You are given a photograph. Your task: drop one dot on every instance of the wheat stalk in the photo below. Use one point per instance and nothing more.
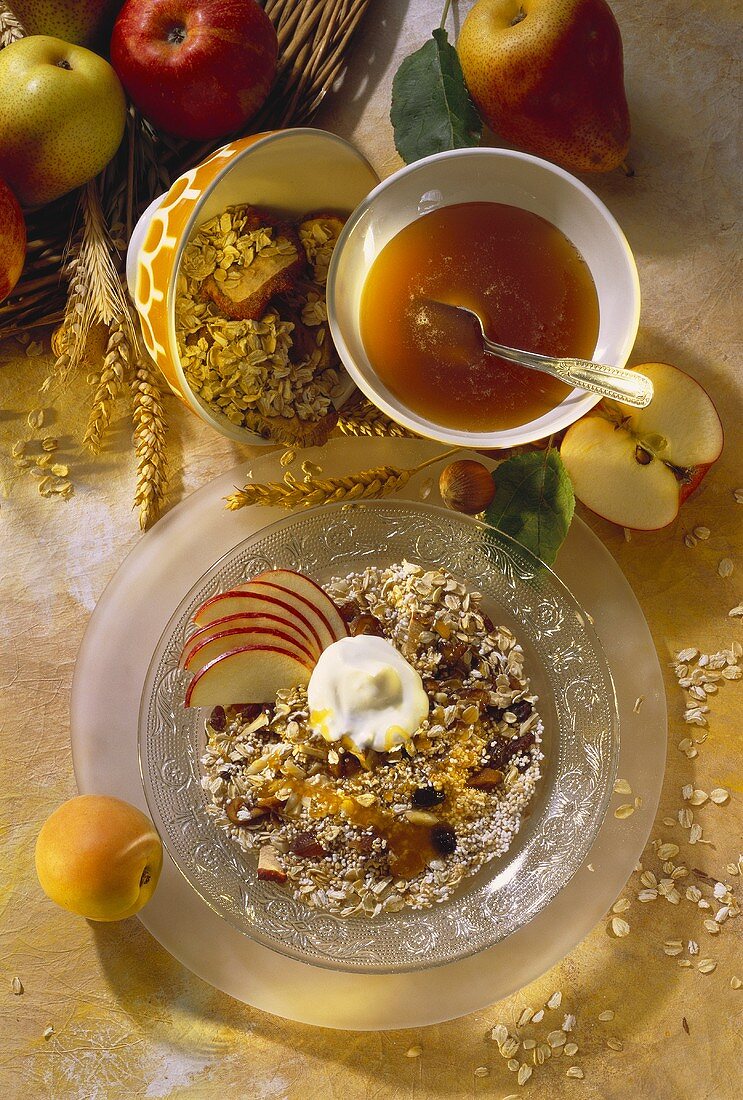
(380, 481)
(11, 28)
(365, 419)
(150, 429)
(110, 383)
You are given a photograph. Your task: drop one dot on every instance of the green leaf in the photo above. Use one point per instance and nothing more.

PROBLEM DESCRIPTION
Retype the data in full. Images do not go in the copy.

REPLY TO THE EXERCISE
You are given a photograph. Your task: drop one dot on every instance of the wheat stalk in the photo below. Use one point per instance and nothing more.
(380, 481)
(11, 28)
(365, 419)
(150, 429)
(110, 383)
You are given a photograph. Your task: drop one dot on every instance of the green leaf in the photo above. Use one point per instance and nothing more.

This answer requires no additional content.